Há encerramentos que não significam fim, mas passagem. Em muitas cosmologias afro-indígenas, concluir algo não é fechar um ciclo; é abrir outro. A lógica do começo-meio-começo, formulada por Nego Bispo (Colonização, Quilombos: modos e significados), recorda que a vida é um movimento espiralado, em que cada etapa retorna transformada, conectando ancestralidade e futuro. Este último texto da série se insere justamente nessa espiral: não finaliza a conversa, mas a desloca para um novo plano de reflexão sobre juventudes, identidade racial e educação.

** INFORMAÇÕES EXTRAÍDAS **
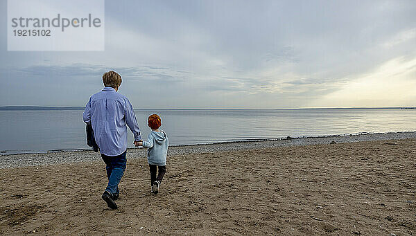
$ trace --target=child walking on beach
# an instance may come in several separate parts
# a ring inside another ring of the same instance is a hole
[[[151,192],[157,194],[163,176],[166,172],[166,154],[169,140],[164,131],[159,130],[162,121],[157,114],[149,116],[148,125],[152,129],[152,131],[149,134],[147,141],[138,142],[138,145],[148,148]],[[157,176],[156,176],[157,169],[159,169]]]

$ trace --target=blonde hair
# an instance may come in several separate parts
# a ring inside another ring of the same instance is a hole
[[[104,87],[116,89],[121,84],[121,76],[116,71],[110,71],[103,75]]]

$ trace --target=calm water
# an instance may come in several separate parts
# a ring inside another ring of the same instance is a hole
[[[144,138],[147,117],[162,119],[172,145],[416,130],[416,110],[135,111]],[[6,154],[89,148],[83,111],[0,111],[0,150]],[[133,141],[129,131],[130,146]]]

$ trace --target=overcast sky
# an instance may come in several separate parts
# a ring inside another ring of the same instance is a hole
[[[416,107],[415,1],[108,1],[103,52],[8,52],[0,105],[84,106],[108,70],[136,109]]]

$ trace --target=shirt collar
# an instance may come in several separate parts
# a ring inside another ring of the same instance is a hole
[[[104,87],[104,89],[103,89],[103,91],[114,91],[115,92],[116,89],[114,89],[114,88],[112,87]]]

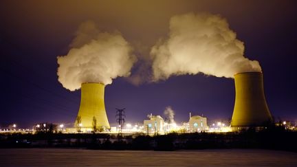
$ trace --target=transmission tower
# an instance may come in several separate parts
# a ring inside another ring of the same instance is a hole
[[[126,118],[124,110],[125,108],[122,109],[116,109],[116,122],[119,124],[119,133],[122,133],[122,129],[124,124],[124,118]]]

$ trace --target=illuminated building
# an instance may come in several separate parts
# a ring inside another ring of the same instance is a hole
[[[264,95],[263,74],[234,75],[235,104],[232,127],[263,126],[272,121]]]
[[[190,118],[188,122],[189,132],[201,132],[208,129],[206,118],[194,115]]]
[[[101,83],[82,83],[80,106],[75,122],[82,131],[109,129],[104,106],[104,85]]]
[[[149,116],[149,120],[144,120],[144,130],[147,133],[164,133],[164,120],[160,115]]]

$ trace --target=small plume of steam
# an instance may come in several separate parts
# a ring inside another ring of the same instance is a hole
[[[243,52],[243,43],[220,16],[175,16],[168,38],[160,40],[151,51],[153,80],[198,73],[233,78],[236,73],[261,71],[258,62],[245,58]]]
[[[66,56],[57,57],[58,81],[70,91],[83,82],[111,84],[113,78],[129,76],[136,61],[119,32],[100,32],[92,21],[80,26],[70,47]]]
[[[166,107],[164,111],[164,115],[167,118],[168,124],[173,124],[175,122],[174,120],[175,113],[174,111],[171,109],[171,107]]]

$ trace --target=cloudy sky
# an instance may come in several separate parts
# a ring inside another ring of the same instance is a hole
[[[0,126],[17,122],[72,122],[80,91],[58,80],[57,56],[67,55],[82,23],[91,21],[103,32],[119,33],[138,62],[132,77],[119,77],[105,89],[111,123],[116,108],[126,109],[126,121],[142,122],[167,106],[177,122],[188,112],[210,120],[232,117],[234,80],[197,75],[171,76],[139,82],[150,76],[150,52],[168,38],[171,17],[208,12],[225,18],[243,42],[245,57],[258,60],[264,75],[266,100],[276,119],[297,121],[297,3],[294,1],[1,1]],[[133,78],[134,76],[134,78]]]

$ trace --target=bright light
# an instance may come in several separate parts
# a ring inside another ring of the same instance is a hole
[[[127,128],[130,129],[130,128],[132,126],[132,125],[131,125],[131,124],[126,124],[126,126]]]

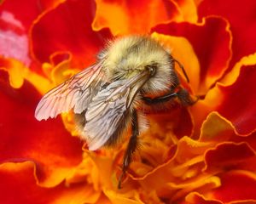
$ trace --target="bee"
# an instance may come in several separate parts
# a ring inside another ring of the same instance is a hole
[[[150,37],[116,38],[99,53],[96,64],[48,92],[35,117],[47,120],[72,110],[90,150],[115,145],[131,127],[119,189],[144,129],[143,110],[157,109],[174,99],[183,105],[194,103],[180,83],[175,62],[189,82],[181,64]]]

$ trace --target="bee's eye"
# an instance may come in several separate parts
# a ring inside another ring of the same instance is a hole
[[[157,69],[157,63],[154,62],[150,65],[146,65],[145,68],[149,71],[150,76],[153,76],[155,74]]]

** OBJETIVO DO EXERCÍCIO **
De acordo com o trecho para leitura, o último texto da série desloca a conversa para um novo plano de reflexão. Liste todos os temas dessa reflexão.

** TAREFA RESOLVIDA **
- juventudes
- identidade racial
- educação